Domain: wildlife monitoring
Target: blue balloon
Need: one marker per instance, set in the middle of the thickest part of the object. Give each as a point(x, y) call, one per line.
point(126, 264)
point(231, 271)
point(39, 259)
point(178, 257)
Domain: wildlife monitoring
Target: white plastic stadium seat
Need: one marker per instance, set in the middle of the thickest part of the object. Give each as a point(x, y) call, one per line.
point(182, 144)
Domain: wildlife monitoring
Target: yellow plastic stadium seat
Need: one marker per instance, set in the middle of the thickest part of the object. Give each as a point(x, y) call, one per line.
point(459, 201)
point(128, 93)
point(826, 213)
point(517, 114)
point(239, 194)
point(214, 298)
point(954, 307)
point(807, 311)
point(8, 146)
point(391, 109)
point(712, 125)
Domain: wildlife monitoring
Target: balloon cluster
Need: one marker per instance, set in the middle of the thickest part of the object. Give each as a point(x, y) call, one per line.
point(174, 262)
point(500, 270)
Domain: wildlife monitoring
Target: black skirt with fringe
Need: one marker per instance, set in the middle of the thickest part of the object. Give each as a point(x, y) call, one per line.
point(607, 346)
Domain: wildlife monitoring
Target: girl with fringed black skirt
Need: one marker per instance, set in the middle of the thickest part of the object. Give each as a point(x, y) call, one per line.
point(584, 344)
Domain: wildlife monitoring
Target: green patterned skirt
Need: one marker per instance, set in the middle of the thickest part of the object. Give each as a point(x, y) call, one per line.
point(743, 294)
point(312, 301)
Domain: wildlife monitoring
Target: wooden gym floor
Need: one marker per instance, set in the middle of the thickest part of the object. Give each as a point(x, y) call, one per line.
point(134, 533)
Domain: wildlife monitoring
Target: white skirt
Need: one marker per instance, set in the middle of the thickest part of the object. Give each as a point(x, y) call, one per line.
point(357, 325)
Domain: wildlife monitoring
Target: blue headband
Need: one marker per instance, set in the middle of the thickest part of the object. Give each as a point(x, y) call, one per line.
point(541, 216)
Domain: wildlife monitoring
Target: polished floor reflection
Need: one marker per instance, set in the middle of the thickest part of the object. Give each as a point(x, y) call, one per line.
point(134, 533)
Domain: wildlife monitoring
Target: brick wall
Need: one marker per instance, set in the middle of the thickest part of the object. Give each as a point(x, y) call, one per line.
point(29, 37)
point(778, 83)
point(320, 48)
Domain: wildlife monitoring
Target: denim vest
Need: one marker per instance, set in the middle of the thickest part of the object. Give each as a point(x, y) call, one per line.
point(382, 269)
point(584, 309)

========================================================================

Filter by the word "floor": copy every line of the data that holds it.

Answer section:
Target: wooden gym floor
Target: polished floor reflection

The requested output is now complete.